* TEKST DO PRZECZYTANIA:
▶

„FINEZJA W WYKORZYSTANIU JĘZYKA” ALBO „DZIWNY PODZIW” DLA „2001: ODYSEI KOSMICZNEJ”

Dokładnie 44 lata temu, na początku lutego 1974 r., doznałem po raz pierwszy 2001: Odysei Kosmicznej Stanleya Kubricka. (6 kwietnia br. minie 50 lat, od kiedy Odyseja weszła na ekrany).

Film ten, a także później oglądane arcydzieła Kubricka zdecydowały o moim m.in. kinofilskim (i w ogóle dotyczącym Sztuki) guście. Zarówno bowiem Odyseję (2001: A Space Odyssey – 1968, 141 min.),  jak i Mechaniczną pomarańczę (A Clockwork Orange – 1971, 136 min.) oraz Barry Lyndona (1975, 184 min.) z zachwytem po wielokroć oglądam do dziś.

Wtedy w Toruniu było osiem(!) kin. Zazwyczaj chodziło się do niepozornego kina „Orzeł” znajdującego się na ul. Strumykowej. Odyseję wyświetlano wtedy w kinie „Wolność”  na Prostej. Natomiast latem „modne” było kino „Flisak” po drugiej stronie Wisły. W porównaniu z dzisiejszymi multipleksami, które są bardzo drogimi barami, ówczesne kina były bardzo siermiężne, ale za to jakiż miały repertuar. (W mieście mojej młodości tj. w Malborku były wtedy trzy kina. Teraz nie ma żadnego. Jak można mieszkać w mieście, w którym nie ma kina?).

Albowiem pisarstwo to bardzo skomplikowane zajęcie, to umiejętność, która przydarza się tylko naprawdę bardzo, bardzo nielicznym.

(Kiedyś był taki czas, że wystarczył temat i od razu starałem się go zapisać. Nie miałem nawet maszyny do pisania, więc wszystko zapisywałem atramentem i piórem. A potem poprawiałem i przepisywałem nawet po pięćdziesiąt razy. I nigdy do końca nie byłem zadowolony. Tak samo było, gdy już miałem maszynę do pisania. Najpierw zawsze był rękopis, a dopiero potem przepisywanie na maszynie.   

Teraz… ciągle czekam. A ponadto po tylu wspaniałych arcydziełach nie mam odwagi sięgnąć po pióro. A te zapiski są raczej wprawkami, abym nie zapomniał… klawiatury).   

Dzisiaj od razu wszystko „klika się w komputer”. Rezultaty od razu widać po tych stosach „powieści”, które na pewno nie przetrwają – tak jak 2001: Odyseja Kosmiczna – 50 lat.

A teraz pośmiejmy się, (bo jest to niekiedy przysłowiowy „humor zeszytów szkolnych”), a raczej zastanówmy nad… pisarstwem, czytając takie oto kawałki z artykułu Jak Kubrick stworzył ekranowy mit (pisownię przytaczam w oryginale, podkreślenia są moje):

„Niski koszt oznaczał, że w filmach tych z reguły nie występowały gwiazdy i rzadko kiedy maczał w nich palce utytułowany reżyser, choć gatunek oczywiście zdołał wypromować własne minigwiazdy po obu stronach kamery”.

◀

* DO WYKONANIA: Przepisz wiernie fragment tekstu o filmie Kubricka, zaczynając od słów „Wtedy w Toruniu było” i ciągnąc aż do słów „bardzo, bardzo nielicznym.”.

* PREZENTOWANE INFORMACJE:
▶

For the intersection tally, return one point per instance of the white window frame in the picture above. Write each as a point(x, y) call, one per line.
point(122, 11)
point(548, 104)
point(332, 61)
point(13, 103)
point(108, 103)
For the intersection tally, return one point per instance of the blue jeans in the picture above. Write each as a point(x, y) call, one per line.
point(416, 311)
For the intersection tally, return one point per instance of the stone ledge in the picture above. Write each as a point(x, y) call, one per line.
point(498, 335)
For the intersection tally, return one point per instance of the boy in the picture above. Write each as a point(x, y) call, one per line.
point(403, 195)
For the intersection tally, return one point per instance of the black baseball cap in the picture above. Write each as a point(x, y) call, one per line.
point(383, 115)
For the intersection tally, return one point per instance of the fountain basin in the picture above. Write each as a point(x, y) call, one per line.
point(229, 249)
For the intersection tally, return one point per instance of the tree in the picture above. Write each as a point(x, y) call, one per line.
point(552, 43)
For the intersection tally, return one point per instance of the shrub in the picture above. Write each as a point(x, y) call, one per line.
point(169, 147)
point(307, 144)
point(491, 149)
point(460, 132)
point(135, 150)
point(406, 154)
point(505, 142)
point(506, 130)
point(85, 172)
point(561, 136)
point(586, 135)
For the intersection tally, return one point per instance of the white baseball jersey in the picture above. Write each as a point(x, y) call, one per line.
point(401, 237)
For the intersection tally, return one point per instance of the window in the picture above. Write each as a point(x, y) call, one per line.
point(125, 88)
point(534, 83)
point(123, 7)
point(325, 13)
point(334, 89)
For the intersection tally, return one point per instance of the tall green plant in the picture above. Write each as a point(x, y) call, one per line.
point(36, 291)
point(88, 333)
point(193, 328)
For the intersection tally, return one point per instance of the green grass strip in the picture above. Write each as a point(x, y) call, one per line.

◀

* ROZWIĄZANIE ZADANIA:
Wtedy w Toruniu było osiem(!) kin. Zazwyczaj chodziło się do niepozornego kina „Orzeł” znajdującego się na ul. Strumykowej. Odyseję wyświetlano wtedy w kinie „Wolność”  na Prostej. Natomiast latem „modne” było kino „Flisak” po drugiej stronie Wisły. W porównaniu z dzisiejszymi multipleksami, które są bardzo drogimi barami, ówczesne kina były bardzo siermiężne, ale za to jakiż miały repertuar. (W mieście mojej młodości tj. w Malborku były wtedy trzy kina. Teraz nie ma żadnego. Jak można mieszkać w mieście, w którym nie ma kina?).

Albowiem pisarstwo to bardzo skomplikowane zajęcie, to umiejętność, która przydarza się tylko naprawdę bardzo, bardzo nielicznym.